The average weight has risen, too, as sales of trucks have grown in recent years, and reached a record of more than 4,100 pounds in the 2021 model year, according to the EPA.
While large trucks and SUVs can have luxury price tags and high-tech safety features, their added weight may be particularly dangerous to pedestrians. Such vehicles are more lethal to pedestrians than cars and are substantially more likely to hit pedestrians when making turns, according to studies from the Insurance Institute for Highway Safety.
"The higher ride height in general gives you a longer view down the road, but one of the trade-offs, especially in a big vehicle, is the fact that there is a portion of the road immediately in front of your vehicle which is blind to you," said David Zuby, chief research officer at the Insurance Institute for Highway Safety.
NHTSA estimates more than 7,300 pedestrians were killed by motor vehicles in 2021, a 13% increase compared with the previous year.

* _RECORDED INFORMATION_:

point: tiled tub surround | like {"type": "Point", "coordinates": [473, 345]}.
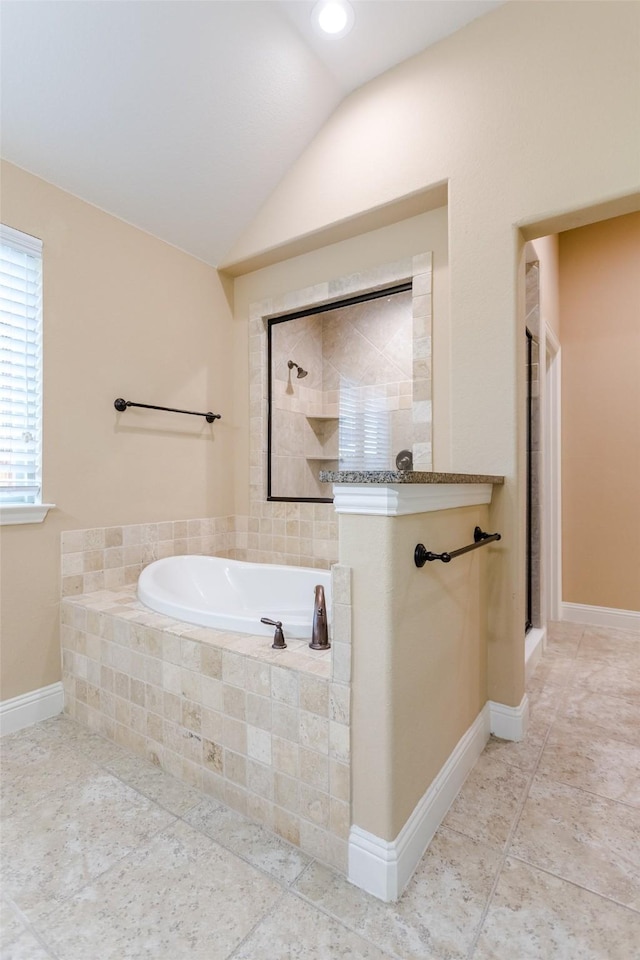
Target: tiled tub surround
{"type": "Point", "coordinates": [266, 732]}
{"type": "Point", "coordinates": [302, 534]}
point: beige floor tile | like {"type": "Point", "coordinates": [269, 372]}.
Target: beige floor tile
{"type": "Point", "coordinates": [544, 700]}
{"type": "Point", "coordinates": [563, 639]}
{"type": "Point", "coordinates": [553, 670]}
{"type": "Point", "coordinates": [68, 731]}
{"type": "Point", "coordinates": [26, 947]}
{"type": "Point", "coordinates": [296, 929]}
{"type": "Point", "coordinates": [598, 764]}
{"type": "Point", "coordinates": [439, 912]}
{"type": "Point", "coordinates": [154, 783]}
{"type": "Point", "coordinates": [179, 896]}
{"type": "Point", "coordinates": [582, 838]}
{"type": "Point", "coordinates": [51, 849]}
{"type": "Point", "coordinates": [248, 840]}
{"type": "Point", "coordinates": [487, 805]}
{"type": "Point", "coordinates": [614, 678]}
{"type": "Point", "coordinates": [11, 926]}
{"type": "Point", "coordinates": [609, 644]}
{"type": "Point", "coordinates": [534, 916]}
{"type": "Point", "coordinates": [601, 715]}
{"type": "Point", "coordinates": [523, 754]}
{"type": "Point", "coordinates": [564, 629]}
{"type": "Point", "coordinates": [42, 769]}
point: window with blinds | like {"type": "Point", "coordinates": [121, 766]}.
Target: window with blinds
{"type": "Point", "coordinates": [20, 367]}
{"type": "Point", "coordinates": [364, 436]}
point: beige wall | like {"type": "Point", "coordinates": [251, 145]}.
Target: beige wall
{"type": "Point", "coordinates": [124, 315]}
{"type": "Point", "coordinates": [545, 250]}
{"type": "Point", "coordinates": [527, 114]}
{"type": "Point", "coordinates": [419, 655]}
{"type": "Point", "coordinates": [600, 304]}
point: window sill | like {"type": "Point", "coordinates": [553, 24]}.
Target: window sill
{"type": "Point", "coordinates": [12, 513]}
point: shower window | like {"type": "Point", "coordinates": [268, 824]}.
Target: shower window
{"type": "Point", "coordinates": [340, 390]}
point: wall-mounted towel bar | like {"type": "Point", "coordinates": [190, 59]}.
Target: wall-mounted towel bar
{"type": "Point", "coordinates": [480, 538]}
{"type": "Point", "coordinates": [121, 405]}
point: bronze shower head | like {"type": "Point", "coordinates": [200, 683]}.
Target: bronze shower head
{"type": "Point", "coordinates": [301, 373]}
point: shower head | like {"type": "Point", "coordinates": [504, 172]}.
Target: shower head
{"type": "Point", "coordinates": [301, 373]}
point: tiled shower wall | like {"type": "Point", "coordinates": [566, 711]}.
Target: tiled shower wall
{"type": "Point", "coordinates": [419, 269]}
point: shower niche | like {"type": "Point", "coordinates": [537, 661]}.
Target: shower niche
{"type": "Point", "coordinates": [349, 382]}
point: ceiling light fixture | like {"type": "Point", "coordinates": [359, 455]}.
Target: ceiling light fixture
{"type": "Point", "coordinates": [333, 16]}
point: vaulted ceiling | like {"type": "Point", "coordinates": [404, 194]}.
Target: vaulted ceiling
{"type": "Point", "coordinates": [181, 116]}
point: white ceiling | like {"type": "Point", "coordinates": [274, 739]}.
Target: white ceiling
{"type": "Point", "coordinates": [181, 116]}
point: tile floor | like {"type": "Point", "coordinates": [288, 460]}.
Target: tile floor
{"type": "Point", "coordinates": [104, 857]}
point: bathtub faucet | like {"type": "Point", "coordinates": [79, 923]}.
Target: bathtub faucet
{"type": "Point", "coordinates": [320, 631]}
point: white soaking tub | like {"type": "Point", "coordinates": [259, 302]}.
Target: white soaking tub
{"type": "Point", "coordinates": [234, 594]}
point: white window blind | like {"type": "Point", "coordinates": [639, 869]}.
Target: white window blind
{"type": "Point", "coordinates": [20, 367]}
{"type": "Point", "coordinates": [363, 438]}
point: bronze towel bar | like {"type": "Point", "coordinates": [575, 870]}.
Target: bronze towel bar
{"type": "Point", "coordinates": [480, 538]}
{"type": "Point", "coordinates": [121, 405]}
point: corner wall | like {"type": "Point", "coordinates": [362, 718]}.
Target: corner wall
{"type": "Point", "coordinates": [526, 113]}
{"type": "Point", "coordinates": [124, 315]}
{"type": "Point", "coordinates": [600, 304]}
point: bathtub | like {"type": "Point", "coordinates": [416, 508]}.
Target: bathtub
{"type": "Point", "coordinates": [233, 594]}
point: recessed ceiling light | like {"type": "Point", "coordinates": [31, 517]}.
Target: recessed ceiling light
{"type": "Point", "coordinates": [333, 16]}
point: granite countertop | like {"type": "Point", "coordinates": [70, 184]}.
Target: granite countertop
{"type": "Point", "coordinates": [404, 476]}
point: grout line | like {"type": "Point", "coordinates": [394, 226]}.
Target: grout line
{"type": "Point", "coordinates": [574, 883]}
{"type": "Point", "coordinates": [347, 925]}
{"type": "Point", "coordinates": [514, 826]}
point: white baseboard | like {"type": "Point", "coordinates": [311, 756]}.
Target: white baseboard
{"type": "Point", "coordinates": [534, 646]}
{"type": "Point", "coordinates": [509, 723]}
{"type": "Point", "coordinates": [30, 708]}
{"type": "Point", "coordinates": [600, 616]}
{"type": "Point", "coordinates": [383, 868]}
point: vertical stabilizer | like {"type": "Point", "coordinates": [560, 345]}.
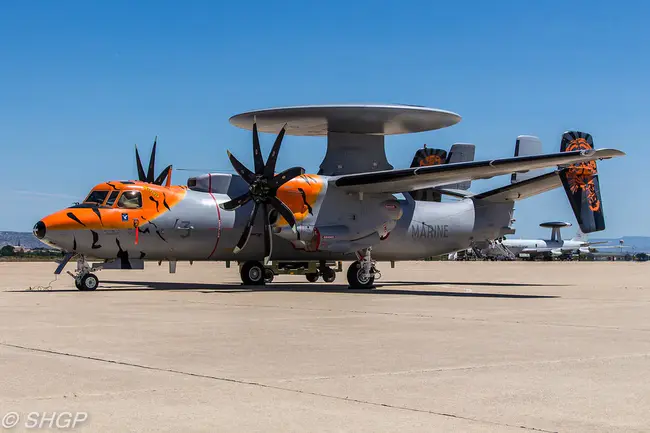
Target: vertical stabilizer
{"type": "Point", "coordinates": [581, 184]}
{"type": "Point", "coordinates": [459, 152]}
{"type": "Point", "coordinates": [527, 145]}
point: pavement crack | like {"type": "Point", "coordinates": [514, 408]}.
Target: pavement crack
{"type": "Point", "coordinates": [269, 386]}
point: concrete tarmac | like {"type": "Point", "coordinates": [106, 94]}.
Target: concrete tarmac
{"type": "Point", "coordinates": [436, 347]}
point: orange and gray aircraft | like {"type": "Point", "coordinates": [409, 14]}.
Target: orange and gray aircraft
{"type": "Point", "coordinates": [357, 208]}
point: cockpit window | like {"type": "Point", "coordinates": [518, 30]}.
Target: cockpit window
{"type": "Point", "coordinates": [96, 197]}
{"type": "Point", "coordinates": [112, 198]}
{"type": "Point", "coordinates": [130, 200]}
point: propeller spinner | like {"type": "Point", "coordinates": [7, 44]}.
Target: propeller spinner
{"type": "Point", "coordinates": [263, 186]}
{"type": "Point", "coordinates": [149, 177]}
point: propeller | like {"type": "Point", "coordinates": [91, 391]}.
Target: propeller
{"type": "Point", "coordinates": [263, 186]}
{"type": "Point", "coordinates": [149, 177]}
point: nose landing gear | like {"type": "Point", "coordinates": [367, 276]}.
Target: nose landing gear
{"type": "Point", "coordinates": [84, 279]}
{"type": "Point", "coordinates": [362, 273]}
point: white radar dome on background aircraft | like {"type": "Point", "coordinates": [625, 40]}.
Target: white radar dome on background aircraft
{"type": "Point", "coordinates": [357, 207]}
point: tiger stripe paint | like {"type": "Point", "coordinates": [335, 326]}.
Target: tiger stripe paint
{"type": "Point", "coordinates": [156, 200]}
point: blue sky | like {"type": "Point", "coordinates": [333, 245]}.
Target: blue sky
{"type": "Point", "coordinates": [81, 82]}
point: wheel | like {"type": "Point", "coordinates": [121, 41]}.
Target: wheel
{"type": "Point", "coordinates": [357, 278]}
{"type": "Point", "coordinates": [252, 273]}
{"type": "Point", "coordinates": [88, 282]}
{"type": "Point", "coordinates": [329, 275]}
{"type": "Point", "coordinates": [268, 275]}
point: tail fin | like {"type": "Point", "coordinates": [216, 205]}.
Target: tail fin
{"type": "Point", "coordinates": [581, 184]}
{"type": "Point", "coordinates": [527, 145]}
{"type": "Point", "coordinates": [459, 152]}
{"type": "Point", "coordinates": [425, 157]}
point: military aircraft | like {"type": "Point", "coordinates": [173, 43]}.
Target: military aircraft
{"type": "Point", "coordinates": [357, 207]}
{"type": "Point", "coordinates": [555, 247]}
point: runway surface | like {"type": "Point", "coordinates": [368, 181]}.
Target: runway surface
{"type": "Point", "coordinates": [437, 347]}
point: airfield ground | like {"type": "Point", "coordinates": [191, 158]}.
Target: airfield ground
{"type": "Point", "coordinates": [437, 347]}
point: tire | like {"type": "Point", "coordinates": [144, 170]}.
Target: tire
{"type": "Point", "coordinates": [356, 279]}
{"type": "Point", "coordinates": [252, 273]}
{"type": "Point", "coordinates": [88, 283]}
{"type": "Point", "coordinates": [329, 275]}
{"type": "Point", "coordinates": [268, 276]}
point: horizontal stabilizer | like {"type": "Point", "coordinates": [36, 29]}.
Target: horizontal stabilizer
{"type": "Point", "coordinates": [527, 145]}
{"type": "Point", "coordinates": [409, 179]}
{"type": "Point", "coordinates": [523, 189]}
{"type": "Point", "coordinates": [460, 152]}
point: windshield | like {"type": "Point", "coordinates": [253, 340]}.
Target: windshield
{"type": "Point", "coordinates": [112, 198]}
{"type": "Point", "coordinates": [130, 200]}
{"type": "Point", "coordinates": [96, 197]}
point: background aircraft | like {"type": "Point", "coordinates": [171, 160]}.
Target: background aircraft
{"type": "Point", "coordinates": [357, 207]}
{"type": "Point", "coordinates": [555, 247]}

* _WHAT THIS EXERCISE ASKS_:
1. In the text on vehicle weight and pedestrian safety, by what percentage did NHTSA estimate that pedestrian deaths rose in 2021 compared with the previous year?
2. Continue the text on heavier vehicles and pedestrian safety from its last sentence.

* _ANSWERS GIVEN_:
1. 13%

2.
"The bigger the vehicle, the heavier they are, the more deadly they are during a crash, especially with vulnerable road users like pedestrians and bicyclists," said Cathy Chase, president of Advocates for Highway and Auto Safety. "The trend to drive bigger, heavier trucks is to the detriment of everyone outside of the vehicle."
Electric vehicles pose their own added risk to U.S. roadways. EVs often weigh more than their internal combustion engine counterparts due to the heft of their batteries. Conversely, though, many newer EVs do come equipped with the newest safety technologies.
The performance is also higher in many EVs. For example, the over 9,000-pound Hummer EV, which is more than double the weight of an average vehicle, has a Watts to Freedom, or WTF, mode that launches the truck 0-60 mph in about three seconds. The feature can be used anywhere. That's an acceleration time previously exclusive to sports cars.
And safety experts are still studying whether EVs catch fire more or less often than traditional vehicles.
The research shows that it's not just the vehicles that are changing.
Americans collectively drove the fewest cumulative miles in 18 years in 2020 when coronavirus lockdowns curtailed travel, according to the Federal Highway Administration.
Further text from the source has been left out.